Morality is subjective

Social morality is subjective in nature, and so it cannot be used unnecessarily by the Criminal Code to limit individuals’ right to privacy. Morality and criminality are not synonymous. The courts, while passing a judgement, should be sensitive enough to understand the changing moral viewpoints and notions of the people of the State. It must also take into consideration the effect of Section 294 on modern society’s norms and evolving definitions of obscenity. The test for determining whether public order would be disrupted by certain issues or acts is done by the Judiciary of the country.

In the case of Prabhakaran V. V. vs. State of Kerala (2022), the petitioner had filed a complaint against the accused under Section 294(b) alleging that the accused has used abusive and obscene words towards him. The accused submitted a petition in the Kerala High Court requesting to quash all the proceedings including Section 294(b) issued against him. The High Court of Kerala observed that unless the words used by the accused caused any sexually impure or filthy thoughts in the mind of the heaters, it would not amount to the commission of an offence under Section 294. Therefore, the Kerala High Court accepted the petition of the accused and quashed all subsequent actions and proceedings.

Work to complete:
a) In the passage on morality and Section 294, list each filing and each ruling in the Prabhakaran V. V. case, in the order they appear.
b) Continue the passage on morality and Section 294 from the point where it ends.

Information supplied:
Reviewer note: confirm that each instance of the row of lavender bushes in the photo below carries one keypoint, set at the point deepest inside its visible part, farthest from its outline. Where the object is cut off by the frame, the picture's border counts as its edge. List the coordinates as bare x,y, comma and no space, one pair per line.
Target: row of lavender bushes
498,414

Responses per task:
a)
1. The petitioner filed a complaint against the accused under Section 294(b), alleging that the accused used abusive and obscene words toward him.
2. The accused submitted a petition in the Kerala High Court asking it to quash all the proceedings, including Section 294(b), issued against him.
3. The Kerala High Court accepted the accused's petition.
4. The Kerala High Court quashed all subsequent actions and proceedings.

b)
Morality differs from one person to another

The law of the State does not punish any individual for expressing unwelcomed views or opinions. However, a compromise between social interests and the right to free speech is necessary. It is the duty of the Indian Judiciary to protect the right to freedom of speech and expression, which means that it cannot be curtailed unless the circumstances that result from granting it are urgent and harm the interests of the community. The Court is permitted to do so only when the threat that is expected is not improbable, detached, or unrealistic. The Courts, in various judgements, have repeatedly stated the importance of acknowledging a balance of rights between the complainants and the accused so that the right and valid countervailing interests refrain from terminating each other.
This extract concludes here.